[AIM OF THE EXERCISE]
List every line below that contains the word "hard" in matching case, copying each one in full.

[SUPPLIED MATERIAL]
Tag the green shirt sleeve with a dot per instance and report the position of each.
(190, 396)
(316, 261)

...

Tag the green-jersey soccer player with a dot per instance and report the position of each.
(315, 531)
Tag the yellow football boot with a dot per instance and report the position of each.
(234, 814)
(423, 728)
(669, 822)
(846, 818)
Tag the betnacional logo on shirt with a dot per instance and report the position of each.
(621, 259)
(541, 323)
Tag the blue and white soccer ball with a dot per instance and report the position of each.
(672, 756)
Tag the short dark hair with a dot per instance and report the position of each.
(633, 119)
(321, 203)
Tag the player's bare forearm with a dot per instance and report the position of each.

* * *

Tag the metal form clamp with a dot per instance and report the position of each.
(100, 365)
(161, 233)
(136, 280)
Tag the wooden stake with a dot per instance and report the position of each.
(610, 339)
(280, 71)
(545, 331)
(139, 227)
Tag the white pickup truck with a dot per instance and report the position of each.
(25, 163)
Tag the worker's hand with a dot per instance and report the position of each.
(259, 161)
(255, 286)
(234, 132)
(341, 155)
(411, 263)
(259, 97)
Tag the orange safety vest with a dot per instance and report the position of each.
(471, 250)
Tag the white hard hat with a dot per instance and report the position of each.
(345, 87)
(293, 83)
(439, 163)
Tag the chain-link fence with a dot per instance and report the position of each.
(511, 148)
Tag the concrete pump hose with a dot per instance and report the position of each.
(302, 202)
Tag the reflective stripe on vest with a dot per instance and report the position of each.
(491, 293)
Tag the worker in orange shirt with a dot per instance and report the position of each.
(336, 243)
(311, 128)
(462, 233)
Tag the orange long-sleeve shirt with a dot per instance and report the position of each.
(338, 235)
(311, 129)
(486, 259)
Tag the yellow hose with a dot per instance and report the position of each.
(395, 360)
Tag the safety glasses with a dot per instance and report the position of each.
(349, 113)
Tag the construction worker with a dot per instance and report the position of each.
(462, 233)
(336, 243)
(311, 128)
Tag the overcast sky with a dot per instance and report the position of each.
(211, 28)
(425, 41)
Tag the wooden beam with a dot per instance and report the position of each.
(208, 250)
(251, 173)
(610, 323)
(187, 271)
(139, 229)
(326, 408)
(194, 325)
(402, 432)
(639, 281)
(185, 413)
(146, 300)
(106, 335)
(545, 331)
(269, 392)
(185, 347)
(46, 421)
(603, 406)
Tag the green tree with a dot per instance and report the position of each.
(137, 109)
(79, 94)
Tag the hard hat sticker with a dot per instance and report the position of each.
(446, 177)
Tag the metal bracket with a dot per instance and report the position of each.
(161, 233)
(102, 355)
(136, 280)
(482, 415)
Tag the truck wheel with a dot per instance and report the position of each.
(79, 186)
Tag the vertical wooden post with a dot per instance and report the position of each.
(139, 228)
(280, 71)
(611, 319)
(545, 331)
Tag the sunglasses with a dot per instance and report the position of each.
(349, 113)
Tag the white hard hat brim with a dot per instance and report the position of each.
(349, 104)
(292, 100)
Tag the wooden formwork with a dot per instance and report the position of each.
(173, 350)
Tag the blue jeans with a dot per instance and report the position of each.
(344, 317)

[EXERCISE RESULT]
Tag the white hard hat with a dot per instance and report the position of each.
Tag the hard hat sticker with a dot per instance and report the position of each.
Tag the white hard hat brim with a dot per instance and report the position of each.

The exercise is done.